Task to complete: Beginning at the line that contains "If you could point at the black combat", transcribe the remaining lines of the listing exactly; include the final line and omit everything before.

(Image point annotation entries)
— BEGIN —
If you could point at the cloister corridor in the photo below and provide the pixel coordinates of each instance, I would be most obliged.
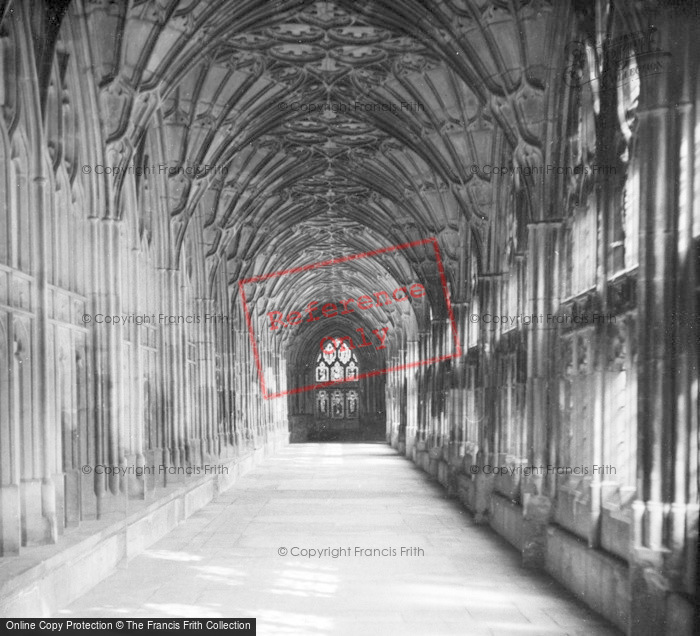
(350, 275)
(224, 561)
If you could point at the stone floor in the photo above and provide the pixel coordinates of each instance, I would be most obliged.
(226, 561)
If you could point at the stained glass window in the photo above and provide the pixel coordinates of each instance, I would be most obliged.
(337, 363)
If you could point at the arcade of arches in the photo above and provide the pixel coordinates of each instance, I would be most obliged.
(175, 174)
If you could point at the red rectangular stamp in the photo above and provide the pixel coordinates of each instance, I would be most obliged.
(278, 322)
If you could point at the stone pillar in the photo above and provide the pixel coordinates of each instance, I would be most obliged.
(542, 286)
(665, 512)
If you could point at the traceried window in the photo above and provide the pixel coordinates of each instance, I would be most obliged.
(337, 363)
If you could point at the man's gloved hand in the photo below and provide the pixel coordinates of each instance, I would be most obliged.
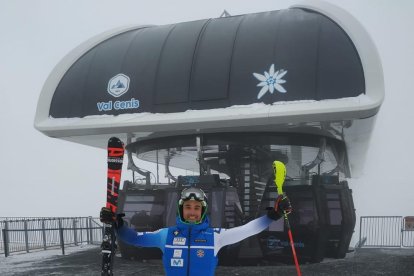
(282, 206)
(108, 217)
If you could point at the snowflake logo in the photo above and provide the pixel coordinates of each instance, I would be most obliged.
(270, 81)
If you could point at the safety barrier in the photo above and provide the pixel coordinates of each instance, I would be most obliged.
(385, 231)
(29, 234)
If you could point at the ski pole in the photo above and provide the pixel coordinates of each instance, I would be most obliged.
(279, 170)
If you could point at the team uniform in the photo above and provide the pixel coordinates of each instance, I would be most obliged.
(191, 249)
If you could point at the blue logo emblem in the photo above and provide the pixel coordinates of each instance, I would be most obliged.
(118, 85)
(271, 81)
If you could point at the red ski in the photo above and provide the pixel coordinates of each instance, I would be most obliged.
(115, 161)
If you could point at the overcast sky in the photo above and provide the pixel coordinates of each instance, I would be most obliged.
(42, 176)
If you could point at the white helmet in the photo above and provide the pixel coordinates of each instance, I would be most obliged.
(196, 194)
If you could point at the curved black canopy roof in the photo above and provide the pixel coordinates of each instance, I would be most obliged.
(210, 64)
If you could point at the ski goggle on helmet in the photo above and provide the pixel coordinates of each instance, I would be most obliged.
(193, 194)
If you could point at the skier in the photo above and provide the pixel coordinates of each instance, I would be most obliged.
(191, 246)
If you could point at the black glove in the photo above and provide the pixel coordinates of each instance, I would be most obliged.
(108, 217)
(282, 206)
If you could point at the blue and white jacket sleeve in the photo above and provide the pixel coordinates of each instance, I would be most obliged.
(223, 237)
(144, 239)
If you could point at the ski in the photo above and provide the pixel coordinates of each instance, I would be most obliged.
(115, 161)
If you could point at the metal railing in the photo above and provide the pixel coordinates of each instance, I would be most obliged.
(384, 231)
(29, 234)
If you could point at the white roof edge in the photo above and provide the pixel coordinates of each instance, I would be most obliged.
(368, 52)
(235, 116)
(362, 106)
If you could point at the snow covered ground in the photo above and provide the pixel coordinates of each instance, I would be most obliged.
(86, 260)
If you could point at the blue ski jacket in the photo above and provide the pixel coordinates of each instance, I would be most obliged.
(191, 249)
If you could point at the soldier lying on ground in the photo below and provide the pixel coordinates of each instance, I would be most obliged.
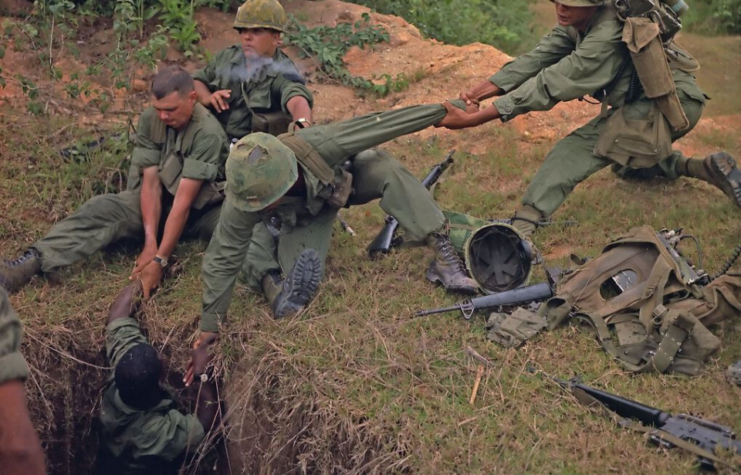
(301, 179)
(583, 54)
(253, 87)
(141, 429)
(181, 150)
(20, 450)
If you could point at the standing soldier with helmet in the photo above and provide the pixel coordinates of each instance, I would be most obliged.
(624, 58)
(255, 87)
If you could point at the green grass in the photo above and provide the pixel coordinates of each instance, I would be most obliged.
(358, 385)
(372, 386)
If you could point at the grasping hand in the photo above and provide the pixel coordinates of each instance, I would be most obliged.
(457, 118)
(217, 100)
(200, 357)
(144, 259)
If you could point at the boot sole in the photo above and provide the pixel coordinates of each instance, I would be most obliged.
(432, 277)
(725, 166)
(301, 284)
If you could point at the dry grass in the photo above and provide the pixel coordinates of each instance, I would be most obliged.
(358, 385)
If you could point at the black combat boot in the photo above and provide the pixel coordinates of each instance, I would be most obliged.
(718, 169)
(297, 289)
(447, 268)
(18, 272)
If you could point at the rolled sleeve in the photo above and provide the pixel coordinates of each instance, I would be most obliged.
(588, 69)
(147, 152)
(289, 90)
(122, 334)
(12, 364)
(223, 260)
(197, 170)
(204, 160)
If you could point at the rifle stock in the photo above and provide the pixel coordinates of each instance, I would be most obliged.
(387, 238)
(699, 436)
(518, 296)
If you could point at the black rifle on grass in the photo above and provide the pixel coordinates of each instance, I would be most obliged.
(693, 434)
(387, 238)
(508, 298)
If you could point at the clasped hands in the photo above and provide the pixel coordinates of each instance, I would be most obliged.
(457, 118)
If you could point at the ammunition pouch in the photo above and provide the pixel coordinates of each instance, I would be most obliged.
(637, 143)
(273, 123)
(514, 330)
(634, 298)
(336, 179)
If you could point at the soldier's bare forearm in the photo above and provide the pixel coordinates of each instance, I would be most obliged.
(484, 90)
(20, 450)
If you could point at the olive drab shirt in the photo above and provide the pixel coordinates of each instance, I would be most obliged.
(12, 364)
(198, 152)
(567, 65)
(335, 143)
(142, 438)
(264, 88)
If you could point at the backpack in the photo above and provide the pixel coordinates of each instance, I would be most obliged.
(648, 307)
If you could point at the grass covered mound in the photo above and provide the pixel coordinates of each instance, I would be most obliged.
(358, 385)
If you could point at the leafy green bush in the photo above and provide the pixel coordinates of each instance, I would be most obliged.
(328, 44)
(502, 23)
(714, 16)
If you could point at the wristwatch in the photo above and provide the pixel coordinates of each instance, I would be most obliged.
— END —
Exercise output:
If you could point at the black combat boot in the photo above and provide the pixel coordinates of each instance, I would be most obliged.
(718, 169)
(297, 289)
(447, 268)
(18, 272)
If you could point at the rolled sleeve in the photo above and provide the pixel coordinates of each instance, I would be most obliged.
(588, 69)
(147, 152)
(289, 90)
(122, 334)
(12, 364)
(223, 260)
(197, 170)
(204, 160)
If you could point at the rifle stock in the photo above and provide the pixel coordinates of each instance, I would be most obliged.
(387, 238)
(699, 436)
(518, 296)
If you could point at the black rifle on grass in the photo above and provide the pixel coordinates of each instance, I would be most obliged.
(693, 434)
(387, 238)
(508, 298)
If you could point at the clasped hands in the photo above and provide the pixel coordinates of each instance, I would be most obliged.
(457, 118)
If you could point at the ammunition pouch in the photo above and provide the pixel coordinates of each instance, I would be most obliged.
(637, 143)
(273, 123)
(514, 330)
(634, 298)
(336, 179)
If you could point at the soldier's bare forearm in the photo above and provide the pixel coordinates of each instance, I would be most obliged.
(484, 90)
(20, 450)
If you could point at the olive drab shirt in the photo above and provide the pixel coordinates of each instance, I would be most obliged.
(12, 364)
(198, 152)
(567, 65)
(335, 143)
(142, 438)
(264, 88)
If you could point at the backpack in the photo above and provide the pixel coordinates of each instance, I would be most obliged.
(648, 307)
If you could point at the grass covered mound in the photo above and provide the pixel coordinates of each instance, I would be most obliged.
(358, 385)
If you could point at the leafy green bush in the photo above and provide the pixel coordinates of each instance, I would be most obliged.
(328, 44)
(502, 23)
(714, 16)
If you could point at the wristwatch in the photo above and provide the pixel coordinates of each instance, I would be most obliged.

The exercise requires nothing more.